À FAIRE: D'après le texte sur le filtrage des investissements étrangers directs, quelle part des investissements provient des États-Unis ?

EXTRAIT DE PAGE:

Droit de l’entreprise

Filtrage des investissements étrangers directs – Synthèse du rapport annuel du SPF Economie

Date de publication

3 octobre 2024

Le rapport annuel (2023-2024) du SPF Economie, P.M.E., Classes moyennes et Energie (ci-après « SPF Économie ») quant au filtrage des investissements étrangers directs a été publié ce lundi 30 septembre 2024.

Pour rappel, le 10 avril 2019 est entré en vigueur le règlement (UE) 2019/452 du Parlement Européen et du Conseil du 19 mars 2019 établissant un cadre pour le filtrage des investissements directs étrangers dans l’Union européenne. L’objectif de cette nouvelle réglementation est de renforcer la coopération entre les États membres et la Commission européenne afin de contrôler les investissements dans des secteurs sensibles de l’Union européenne.

Le rôle du SPF Économie ici est de réguler le marché tout en accompagnant les entreprises. L’enjeu est de réussir à attirer des capitaux étrangers favorisant la croissance et l’innovation, tout en évitant que l’économie du pays ne devienne dépendante de dynamiques géopolitiques potentiellement préjudiciables.

Ce rapport annuel démontre que la Belgique participe activement à l’examen des investissements étrangers, en évaluant leur potentiel risque pour la sécurité nationale et les intérêts stratégiques du pays en présentant un aperçu détaillé des mesures mises en place.

Les résultats de la première année du mécanisme de filtrage belge sont les suivants :

  • Un montant total estimé à 2,06 milliards d’euros investi en Belgique,
  • 43 % des investissements proviennent des États-Unis,
  • Les principaux secteurs concernés incluent les données, la santé, et les infrastructures numériques.

Mais quels sont les types d’investissements concernés ? 

Les investissements soumis à ce filtrage concernent toute personne ou entité dont le siège est situé en dehors de l’Union européenne. Les entreprises européennes elles-mêmes peuvent être soumises à ce régime si un bénéficiaire final réside en dehors de l’UE.

Processus de notification et filtrage des investissements :

Quels sont les critères et le champ d’application pour la notification des investissements étrangers ?

DONNÉES FOURNIES:
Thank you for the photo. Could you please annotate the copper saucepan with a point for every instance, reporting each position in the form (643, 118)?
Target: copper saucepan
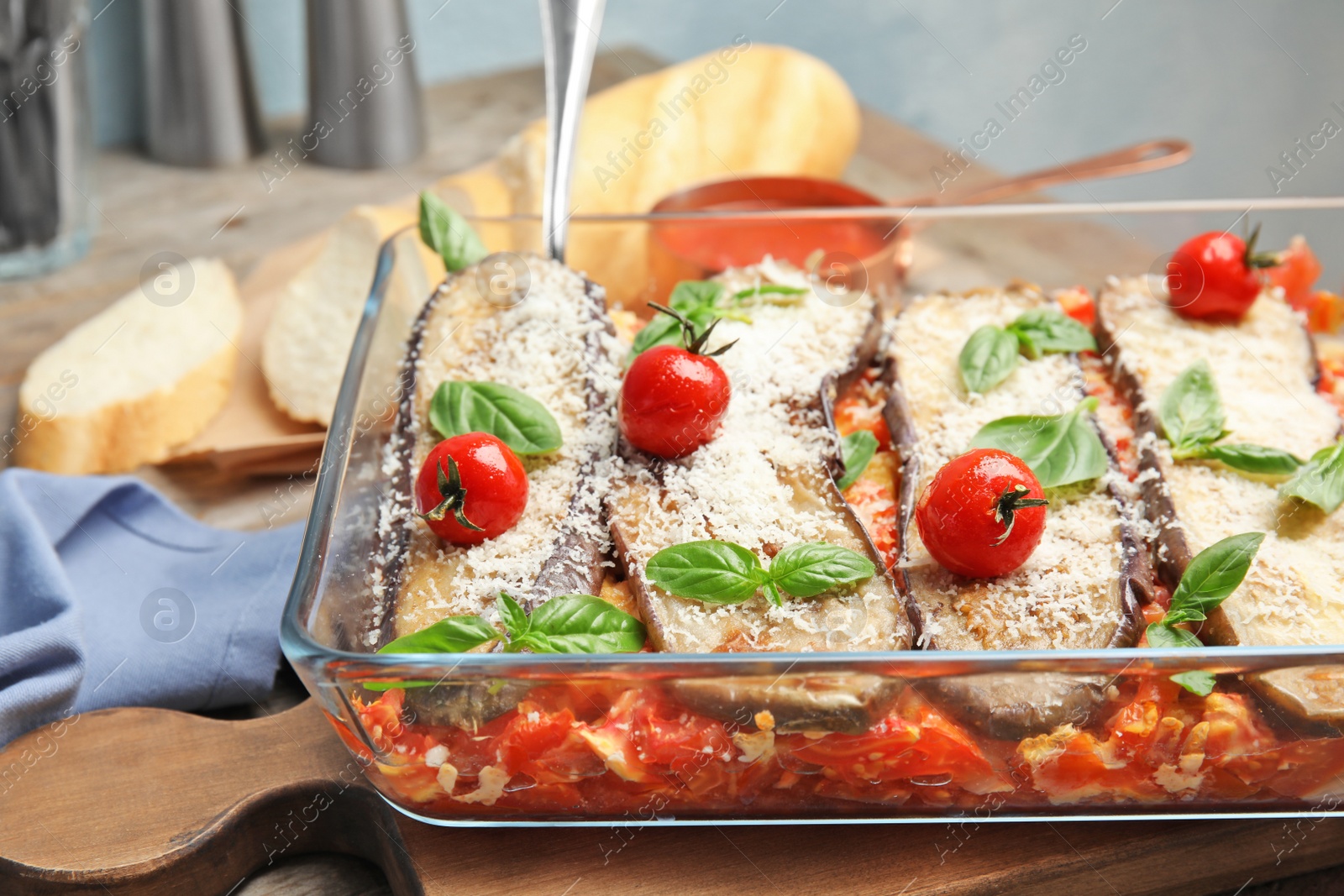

RÉSULTAT: 43 % des investissements proviennent des États-Unis.